Set problem: Return the following listing line for line, leaving out the pictures.

## START Provided data

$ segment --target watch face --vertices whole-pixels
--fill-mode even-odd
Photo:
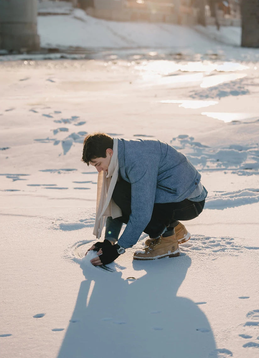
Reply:
[[[120,247],[118,249],[118,253],[119,253],[120,255],[121,255],[123,253],[124,253],[125,252],[125,249],[123,247]]]

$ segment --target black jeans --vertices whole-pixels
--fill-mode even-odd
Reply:
[[[122,211],[122,216],[117,220],[127,224],[131,213],[131,185],[121,180],[115,186],[112,199]],[[151,238],[157,237],[166,226],[177,224],[178,220],[191,220],[202,212],[205,200],[193,202],[185,199],[178,203],[154,204],[150,221],[144,231]]]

## END Provided data

Exercise result:
$ segment --target watch face --vertices whole-pixels
--fill-mode even-odd
Photo:
Reply:
[[[120,247],[118,249],[118,253],[119,253],[120,255],[121,255],[123,253],[124,253],[125,252],[125,249],[123,247]]]

$ segment --target black jeans --vertices whole-pixels
--fill-mode even-odd
Reply:
[[[122,211],[122,216],[117,220],[127,224],[131,213],[131,185],[121,180],[115,186],[112,199]],[[151,238],[157,237],[166,226],[177,224],[178,220],[191,220],[202,212],[205,200],[193,202],[185,199],[178,203],[154,204],[150,221],[144,231]]]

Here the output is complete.